BRIEF -
Can you reproduce, word for word, the full passage below on Mr. Stolper's appointment as a director?

There are no arrangements or understandings between Mr. Stolper and any other person pursuant to which he was selected or appointed a director, nor are there any transactions between Mr. Stolper and the Company that would be reportable under Item 404(a) of Regulation S-K promulgated under the Securities Exchange Act of 1934, as amended (the “Exchange Act”).
Mr. Stolper will participate in the Company's non-employee director compensation program. A complete description of the Company's non-employee director compensation program is set forth in the Company's proxy statement for the 2025 Annual Meeting of Stockholders, filed with the Securities and Exchange Commission on March 27, 2025 (“2024 Director Compensation”). In line with this non-employee director compensation program, he will receive $75,000 per annum, paid quarterly, and will be granted restricted stock unit awards (“RSUs”) for service on the Board and as Audit Committee Chairman, which grant will be made at a later date.
Item 7.01 Regulation FD Disclosure.

DATASET CONTENT -
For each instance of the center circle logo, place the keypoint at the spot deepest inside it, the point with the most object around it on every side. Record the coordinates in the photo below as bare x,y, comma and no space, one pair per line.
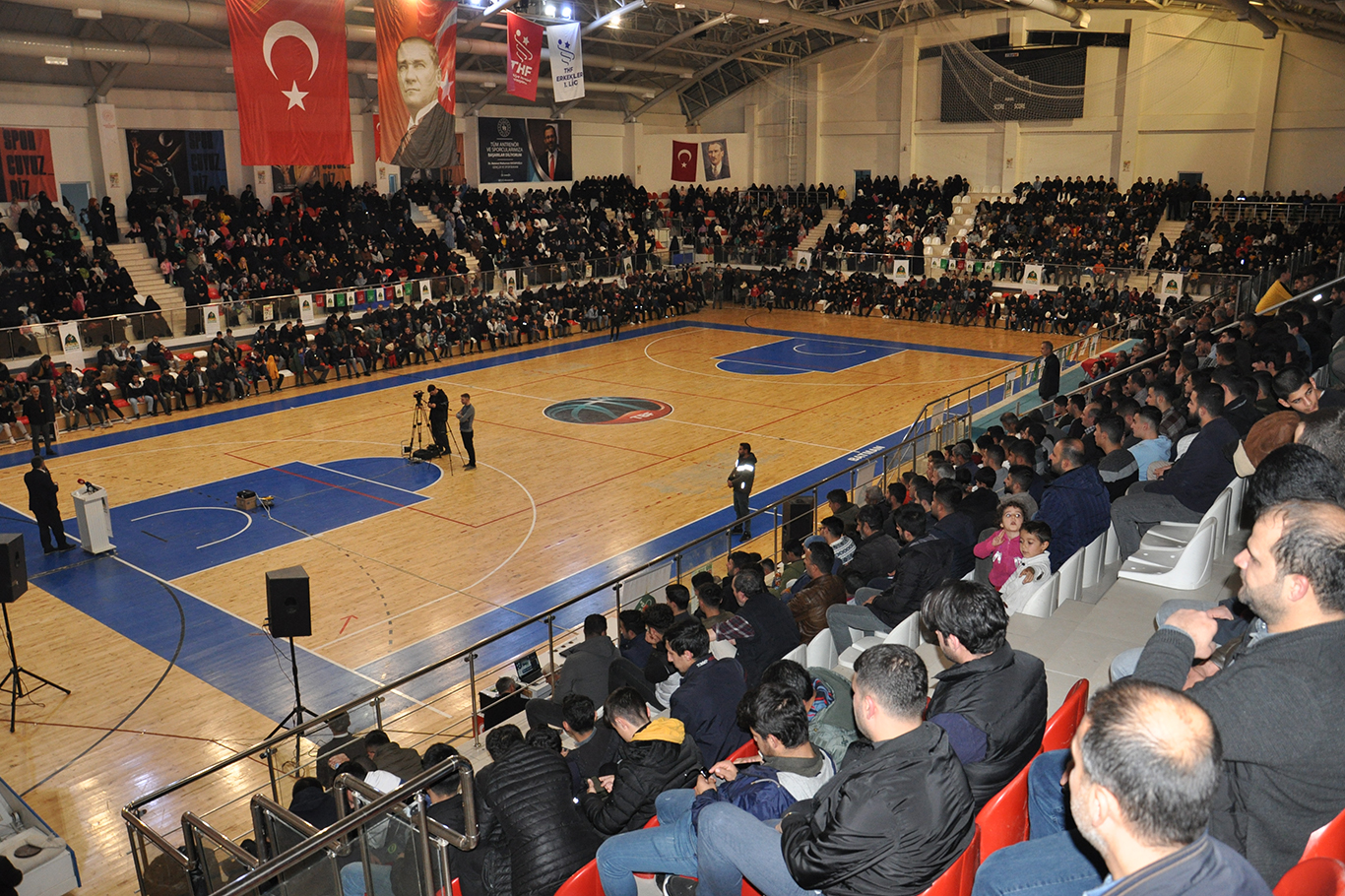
608,411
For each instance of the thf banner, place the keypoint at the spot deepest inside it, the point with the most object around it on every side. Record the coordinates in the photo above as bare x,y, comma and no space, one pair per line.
683,160
566,62
417,70
289,73
525,55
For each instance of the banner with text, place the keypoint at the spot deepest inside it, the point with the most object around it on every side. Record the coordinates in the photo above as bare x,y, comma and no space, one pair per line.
182,161
522,150
26,163
566,62
525,57
1032,276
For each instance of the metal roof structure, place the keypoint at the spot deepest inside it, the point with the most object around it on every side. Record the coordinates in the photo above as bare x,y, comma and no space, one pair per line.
638,54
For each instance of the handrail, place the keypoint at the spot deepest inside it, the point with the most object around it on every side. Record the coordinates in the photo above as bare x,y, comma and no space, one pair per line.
292,858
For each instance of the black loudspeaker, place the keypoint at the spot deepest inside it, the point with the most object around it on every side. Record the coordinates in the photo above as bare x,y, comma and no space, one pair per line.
798,518
14,568
287,603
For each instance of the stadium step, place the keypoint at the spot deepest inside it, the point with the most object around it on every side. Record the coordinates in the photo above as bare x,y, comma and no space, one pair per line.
830,217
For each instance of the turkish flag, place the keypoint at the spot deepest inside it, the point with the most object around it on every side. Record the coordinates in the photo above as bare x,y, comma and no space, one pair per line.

RESULT OF THIS EXERCISE -
There are no arrangements or understandings between Mr. Stolper and any other person pursuant to which he was selected or appointed a director, nor are there any transactions between Mr. Stolper and the Company that would be reportable under Item 404(a) of Regulation S-K promulgated under the Securities Exchange Act of 1934, as amended (the “Exchange Act”).
Mr. Stolper will participate in the Company's non-employee director compensation program. A complete description of the Company's non-employee director compensation program is set forth in the Company's proxy statement for the 2025 Annual Meeting of Stockholders, filed with the Securities and Exchange Commission on March 27, 2025 (“2024 Director Compensation”). In line with this non-employee director compensation program, he will receive $75,000 per annum, paid quarterly, and will be granted restricted stock unit awards (“RSUs”) for service on the Board and as Audit Committee Chairman, which grant will be made at a later date.
Item 7.01 Regulation FD Disclosure.